El Gálloper, el caballo y el agente
No sé cómo se dio origen a este relato, es decir, no recuerdo si mi intervención en el incendio fue porque la Central me llamó por estar yo de guardia, o porque lo vi al acudir a mi domicilio a comer, ya que me caía de paso. Sí me acuerdo que era un humo denso aunque blanco, que ascendía alarmantemente y que daba a entender por su color que se trataba de pasto (y estaba seguro de ello, además, pues todos los años, más tarde o más temprano, le daban por prender el Cerro del Viento, próximo a la Urbanización de Las Vaguadas (Badajoz), donde la hierba, ahora agostada y totalmente seca, se alzaba alta a lo largo y ancho de una superficie de más de 300 has).

Foto. WenFotos
Las razones por las que los incendiarios lo hacían no estaban del todo claras, y existían varias hipótesis: porque era refugio de garrapatas y otros bichos inoportunos para la cercana urbanización; porque los galgueros, frecuentes furtivos en la zona, quemaban para que luego naciese una incipiente hierba verde que atraía como manjar a las liebres (abundantes también) y pudieran capturarlas sin pasto alguno que dificultase las carreras de los galgos…
El caso es que, rápidamente localizado el humo, rodé saliendo de la carretera por uno de los caminos conocidos que me llevaría con seguridad al lugar con mi Mitsubishi Gálloper 9347BJX, todoterreno que por aquel entonces portaba como cabalgadura en mis andanzas forestales.
Llegando por fin al frente, me apercibí pronto de la importancia del fuego. El cerro no dejaba ver sus cuatro puntos cardinales desde donde yo me encontraba, en su falda este. Sin embargo yo conocía aquello como la palma de mi mano, por lo que no tuve intención de subir a la loma. Incluso hacía una semana había acudido a la zona oeste por un conato sin importancia, por lo que su orografía me era sobradamente conocida y actualizada. Al menos en esa seguridad estaba.
Además, donde había llegado y parado el vehículo era una zona de interfaz urbano forestal, la única que existía alrededor de la meseta, y donde por lo tanto primero se tenía que actuar, pues el fuego avanzaba con la lengua hacia ella.

* * * * * * * * *

Problema breve 1 » Imprime el fragmento del relato sobre el incendio del Cerro del Viento que va desde "Llegando por fin" hasta "lengua hacia ella.", ambos incluidos.

Filas de datos de anotación con recuadros
* * * * * * * * *

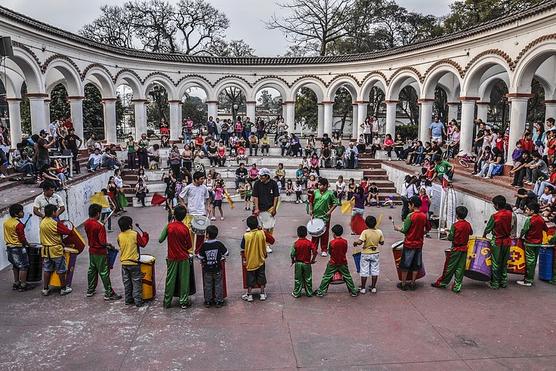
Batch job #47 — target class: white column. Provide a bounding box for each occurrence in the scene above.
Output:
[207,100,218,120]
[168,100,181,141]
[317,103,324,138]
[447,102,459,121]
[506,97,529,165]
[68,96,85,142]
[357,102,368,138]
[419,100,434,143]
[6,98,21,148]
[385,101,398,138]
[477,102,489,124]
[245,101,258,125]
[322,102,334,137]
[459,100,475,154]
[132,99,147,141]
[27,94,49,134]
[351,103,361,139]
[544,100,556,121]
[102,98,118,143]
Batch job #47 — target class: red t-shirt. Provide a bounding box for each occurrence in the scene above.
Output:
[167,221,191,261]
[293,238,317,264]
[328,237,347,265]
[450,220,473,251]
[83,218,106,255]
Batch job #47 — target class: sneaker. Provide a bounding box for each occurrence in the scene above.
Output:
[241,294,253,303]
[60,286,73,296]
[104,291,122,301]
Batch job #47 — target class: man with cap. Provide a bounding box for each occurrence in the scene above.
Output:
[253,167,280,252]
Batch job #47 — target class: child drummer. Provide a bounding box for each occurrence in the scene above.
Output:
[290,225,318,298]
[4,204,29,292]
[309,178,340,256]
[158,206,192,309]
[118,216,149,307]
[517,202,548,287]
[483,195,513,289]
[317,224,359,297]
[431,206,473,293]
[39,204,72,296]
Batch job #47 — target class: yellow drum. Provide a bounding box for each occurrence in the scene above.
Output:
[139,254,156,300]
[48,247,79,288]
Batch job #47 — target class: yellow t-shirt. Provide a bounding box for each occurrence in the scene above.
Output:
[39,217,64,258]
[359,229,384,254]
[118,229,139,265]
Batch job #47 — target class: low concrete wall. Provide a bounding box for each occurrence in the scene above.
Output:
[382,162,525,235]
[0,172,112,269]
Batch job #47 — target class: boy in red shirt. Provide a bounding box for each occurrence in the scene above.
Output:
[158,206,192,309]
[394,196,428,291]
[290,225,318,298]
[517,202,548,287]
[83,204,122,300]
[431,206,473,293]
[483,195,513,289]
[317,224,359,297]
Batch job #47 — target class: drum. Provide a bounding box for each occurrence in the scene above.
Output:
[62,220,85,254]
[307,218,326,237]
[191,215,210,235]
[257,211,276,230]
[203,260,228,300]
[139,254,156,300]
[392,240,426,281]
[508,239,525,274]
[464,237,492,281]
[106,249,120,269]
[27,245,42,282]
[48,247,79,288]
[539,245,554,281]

* * * * * * * * *

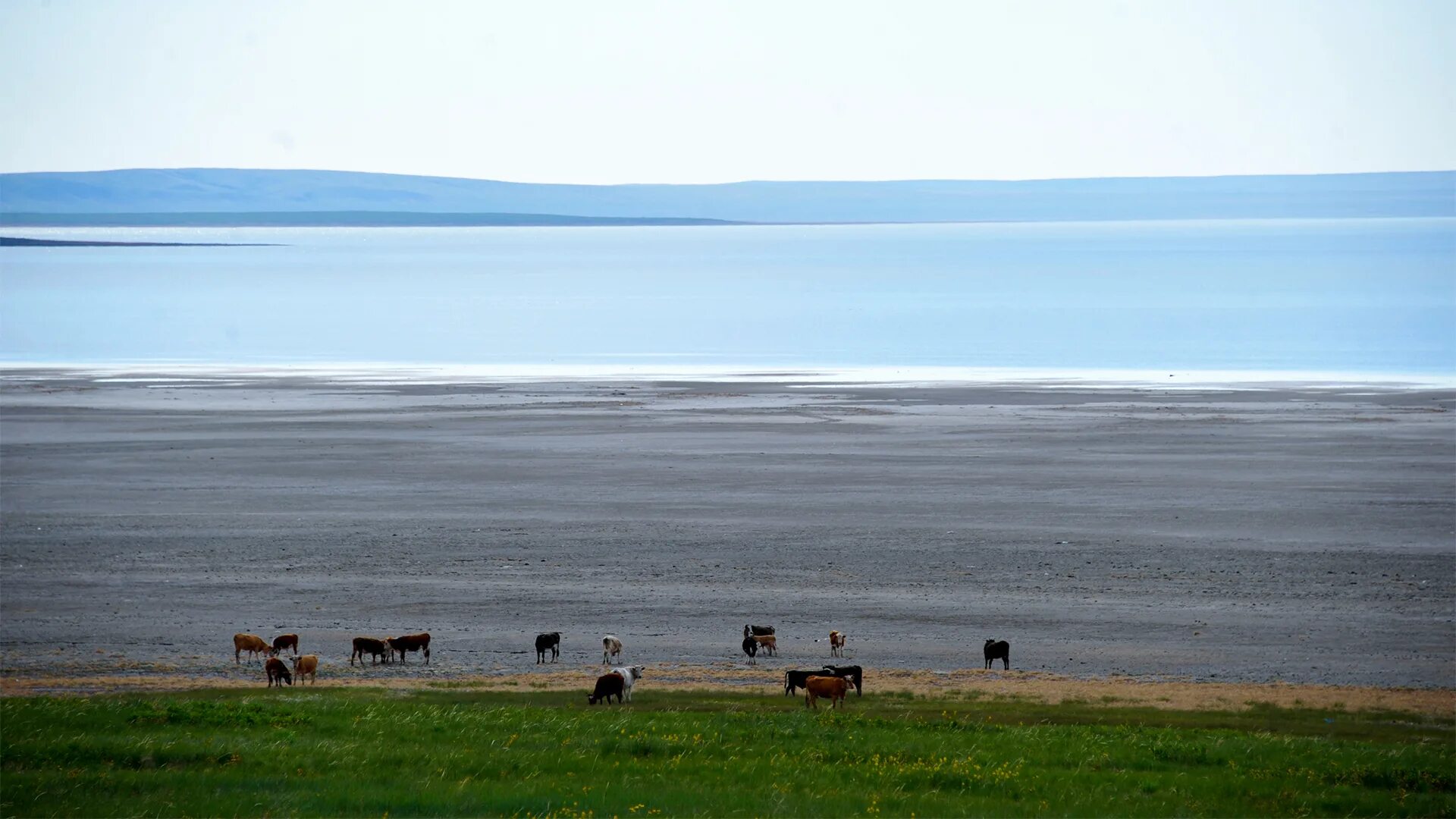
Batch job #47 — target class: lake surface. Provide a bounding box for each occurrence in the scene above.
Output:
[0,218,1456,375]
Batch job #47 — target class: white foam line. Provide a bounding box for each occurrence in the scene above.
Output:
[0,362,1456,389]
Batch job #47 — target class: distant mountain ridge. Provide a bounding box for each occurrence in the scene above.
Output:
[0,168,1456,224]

* * * * * * * * *

Problema breve 2 » En el listado, renombra "white column" como "white pillar" en las líneas que van desde la que contiene "Batch job #47 — target class: white column." hasta la que contiene "[385,101,398,138]", ambas incluidas. Devuelve solo esas líneas y deja todo lo demás sin cambios.

Respuesta 1 »
Llegando por fin al frente, me apercibí pronto de la importancia del fuego. El cerro no dejaba ver sus cuatro puntos cardinales desde donde yo me encontraba, en su falda este. Sin embargo yo conocía aquello como la palma de mi mano, por lo que no tuve intención de subir a la loma. Incluso hacía una semana había acudido a la zona oeste por un conato sin importancia, por lo que su orografía me era sobradamente conocida y actualizada. Al menos en esa seguridad estaba.
Además, donde había llegado y parado el vehículo era una zona de interfaz urbano forestal, la única que existía alrededor de la meseta, y donde por lo tanto primero se tenía que actuar, pues el fuego avanzaba con la lengua hacia ella.

Respuesta 2 »
Batch job #47 — target class: white pillar. Provide a bounding box for each occurrence in the scene above.
Output:
[207,100,218,120]
[168,100,181,141]
[317,103,324,138]
[447,102,459,121]
[506,97,529,165]
[68,96,85,142]
[357,102,368,138]
[419,100,434,143]
[6,98,21,148]
[385,101,398,138]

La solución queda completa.